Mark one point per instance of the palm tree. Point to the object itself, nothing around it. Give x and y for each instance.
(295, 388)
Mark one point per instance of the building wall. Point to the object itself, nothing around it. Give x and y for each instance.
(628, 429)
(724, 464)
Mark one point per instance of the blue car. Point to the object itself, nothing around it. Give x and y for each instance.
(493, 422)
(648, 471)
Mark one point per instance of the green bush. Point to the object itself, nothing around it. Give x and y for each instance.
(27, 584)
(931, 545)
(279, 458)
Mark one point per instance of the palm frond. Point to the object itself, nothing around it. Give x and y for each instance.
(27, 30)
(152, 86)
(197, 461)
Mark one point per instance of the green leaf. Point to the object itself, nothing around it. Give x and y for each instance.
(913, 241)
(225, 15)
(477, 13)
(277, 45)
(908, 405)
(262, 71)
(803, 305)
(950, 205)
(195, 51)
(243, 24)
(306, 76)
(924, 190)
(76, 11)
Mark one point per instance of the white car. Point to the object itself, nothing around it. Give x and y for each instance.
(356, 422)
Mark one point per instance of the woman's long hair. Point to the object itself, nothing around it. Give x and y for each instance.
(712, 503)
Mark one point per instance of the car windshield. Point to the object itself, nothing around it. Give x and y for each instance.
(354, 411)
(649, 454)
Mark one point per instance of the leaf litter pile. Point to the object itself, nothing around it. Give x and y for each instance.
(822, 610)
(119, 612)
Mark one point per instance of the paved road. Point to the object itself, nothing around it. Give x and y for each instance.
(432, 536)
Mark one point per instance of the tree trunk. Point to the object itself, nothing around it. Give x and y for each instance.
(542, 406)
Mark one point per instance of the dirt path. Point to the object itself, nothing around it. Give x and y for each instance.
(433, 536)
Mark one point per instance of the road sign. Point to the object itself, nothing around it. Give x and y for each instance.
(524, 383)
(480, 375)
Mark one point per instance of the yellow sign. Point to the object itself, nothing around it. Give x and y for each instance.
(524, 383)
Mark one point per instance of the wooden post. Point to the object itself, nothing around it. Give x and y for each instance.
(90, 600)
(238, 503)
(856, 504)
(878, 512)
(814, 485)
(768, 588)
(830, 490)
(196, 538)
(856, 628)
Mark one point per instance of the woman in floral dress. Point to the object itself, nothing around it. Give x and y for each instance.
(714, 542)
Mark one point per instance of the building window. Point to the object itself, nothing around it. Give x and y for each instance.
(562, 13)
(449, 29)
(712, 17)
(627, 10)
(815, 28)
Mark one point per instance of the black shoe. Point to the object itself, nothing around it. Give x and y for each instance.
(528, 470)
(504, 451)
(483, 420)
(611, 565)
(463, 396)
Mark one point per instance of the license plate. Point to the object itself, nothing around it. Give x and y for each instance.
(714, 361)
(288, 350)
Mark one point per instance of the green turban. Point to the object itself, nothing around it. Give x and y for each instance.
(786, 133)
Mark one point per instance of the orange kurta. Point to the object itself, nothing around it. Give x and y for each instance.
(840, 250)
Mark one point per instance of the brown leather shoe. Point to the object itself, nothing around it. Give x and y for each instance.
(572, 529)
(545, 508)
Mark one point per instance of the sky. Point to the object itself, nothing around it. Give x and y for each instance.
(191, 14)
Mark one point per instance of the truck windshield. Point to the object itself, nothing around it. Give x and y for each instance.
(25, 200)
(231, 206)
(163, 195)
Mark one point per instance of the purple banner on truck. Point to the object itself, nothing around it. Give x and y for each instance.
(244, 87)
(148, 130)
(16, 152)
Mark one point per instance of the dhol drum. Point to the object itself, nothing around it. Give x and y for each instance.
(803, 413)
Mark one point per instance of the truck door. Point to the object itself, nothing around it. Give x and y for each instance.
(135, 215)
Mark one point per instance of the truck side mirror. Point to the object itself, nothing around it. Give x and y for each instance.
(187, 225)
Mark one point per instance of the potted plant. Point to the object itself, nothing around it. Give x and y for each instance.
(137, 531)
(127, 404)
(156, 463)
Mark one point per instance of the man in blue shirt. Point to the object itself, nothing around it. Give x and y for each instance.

Required task
Please recast the data above as a Markdown table with two columns, Row and Line. Give each line its own numbered row and leave out any blank lines.

Task solution
| Row | Line |
|---|---|
| 1 | Mark one point per instance of the palm tree. Point to the object itself, nothing around it. Give x and y for each instance. |
| 2 | (295, 388) |
| 3 | Mark one point per instance of the building wall. Point to the object itself, nothing around it. Give x and y for each instance. |
| 4 | (628, 429) |
| 5 | (724, 464) |
| 6 | Mark one point per instance of the blue car. Point to the object itself, nothing around it. Give x and y for each instance. |
| 7 | (493, 422) |
| 8 | (648, 471) |
| 9 | Mark one point per instance of the green bush. Point to the object itself, nothing around it. Give x and y for each instance. |
| 10 | (27, 584) |
| 11 | (931, 545) |
| 12 | (279, 458) |
| 13 | Mark one point per instance of the palm frond. Point to the object itself, nothing around it. Give x and y for each instance. |
| 14 | (27, 30) |
| 15 | (152, 86) |
| 16 | (197, 461) |
| 17 | Mark one point per instance of the green leaf. Point to the object itself, nothing around it. Give x and y for each instance. |
| 18 | (913, 241) |
| 19 | (225, 15) |
| 20 | (477, 13) |
| 21 | (277, 45) |
| 22 | (908, 405) |
| 23 | (262, 71) |
| 24 | (803, 305) |
| 25 | (950, 205) |
| 26 | (195, 51) |
| 27 | (243, 24) |
| 28 | (306, 76) |
| 29 | (924, 190) |
| 30 | (76, 11) |
| 31 | Mark one point per instance of the white car. Point to the object itself, nothing around it. Give x and y for each instance. |
| 32 | (356, 422) |
| 33 | Mark one point per instance of the woman's long hair. Point to the object itself, nothing around it. Give x and y for each instance. |
| 34 | (712, 503) |
| 35 | Mark one point per instance of the car windshield. Point to the object itself, nothing around it. Give x and y for each instance. |
| 36 | (354, 411) |
| 37 | (649, 454) |
| 38 | Mark one point per instance of the leaf litter pile. Point to the object itself, nothing around it. Give x and y for each instance. |
| 39 | (822, 610) |
| 40 | (119, 612) |
| 41 | Mark one point per instance of the paved road. Point to the object itself, nothing around it. Give x and y for each instance. |
| 42 | (432, 536) |
| 43 | Mark one point per instance of the tree trunk. Point to the object itself, nothing around it. Give x and y for each instance. |
| 44 | (542, 406) |
| 45 | Mark one point per instance of the dirt path. Point to the object itself, nothing around it. Give x and y for each instance. |
| 46 | (433, 536) |
| 47 | Mark one point per instance of the road sign. Point to the object itself, nothing around it. Give x and y for each instance. |
| 48 | (524, 383) |
| 49 | (480, 375) |
| 50 | Mark one point per instance of the yellow sign. Point to the object itself, nothing around it. Give x and y for each instance. |
| 51 | (524, 383) |
| 52 | Mark one point per instance of the wooden post. Point to the object itself, nothing around it. Give x and y for each instance. |
| 53 | (90, 600) |
| 54 | (238, 503) |
| 55 | (856, 504) |
| 56 | (878, 512) |
| 57 | (814, 485) |
| 58 | (768, 588) |
| 59 | (830, 490) |
| 60 | (196, 538) |
| 61 | (856, 628) |
| 62 | Mark one point per instance of the woman in floral dress. Point to the object itself, nothing around it. Give x and y for each instance. |
| 63 | (714, 542) |
| 64 | Mark one point per instance of the building window. Point to the object itself, nothing around it. Give x and y for each instance. |
| 65 | (562, 13) |
| 66 | (449, 29) |
| 67 | (712, 17) |
| 68 | (627, 10) |
| 69 | (815, 28) |
| 70 | Mark one point per instance of the black shoe. Point to the object itself, nothing around it. Give x and y for each instance. |
| 71 | (528, 470) |
| 72 | (504, 451) |
| 73 | (483, 420) |
| 74 | (611, 565) |
| 75 | (463, 396) |
| 76 | Mark one point per instance of the license plate. Point to the object itself, nothing around it. Give x and y for each instance. |
| 77 | (714, 361) |
| 78 | (288, 350) |
| 79 | Mark one point per instance of the green turban. Point to the object itself, nothing around it. Give x and y for each instance. |
| 80 | (786, 133) |
| 81 | Mark one point per instance of the orange kurta. Point to the object itself, nothing around it. Give x and y for each instance. |
| 82 | (840, 250) |
| 83 | Mark one point per instance of the brown leather shoe. Point to the object itself, nothing around it. Give x and y for each instance. |
| 84 | (572, 529) |
| 85 | (545, 508) |
| 86 | Mark one point per instance of the sky. Point to the object itself, nothing around it. Give x and y for each instance. |
| 87 | (191, 14) |
| 88 | Mark one point per instance of the truck windshield. Point to the object itself, nothing around it. Give x and y for each instance. |
| 89 | (25, 200) |
| 90 | (231, 206) |
| 91 | (163, 195) |
| 92 | Mark one point per instance of the purple banner on truck. Point to the object itself, nothing around it. Give x and y for each instance. |
| 93 | (244, 87) |
| 94 | (148, 130) |
| 95 | (16, 152) |
| 96 | Mark one point per instance of the dhol drum. Point to the object itself, nothing around it. Give x and y for each instance. |
| 97 | (803, 413) |
| 98 | Mark one point per instance of the truck door. Point to the object itself, nothing around it. Give x and y for each instance. |
| 99 | (135, 215) |
| 100 | Mark one point per instance of the truck side mirror. Point to the object itself, nothing around it. Give x and y for each instance. |
| 101 | (187, 225) |
| 102 | Mark one point per instance of the potted plant. Point to the object itself, nothing around it. Give x and y for each instance. |
| 103 | (137, 531) |
| 104 | (127, 404) |
| 105 | (156, 463) |
| 106 | Mark one point per instance of the man in blue shirt. Point to the object itself, nothing around it. Give x and y for each instance. |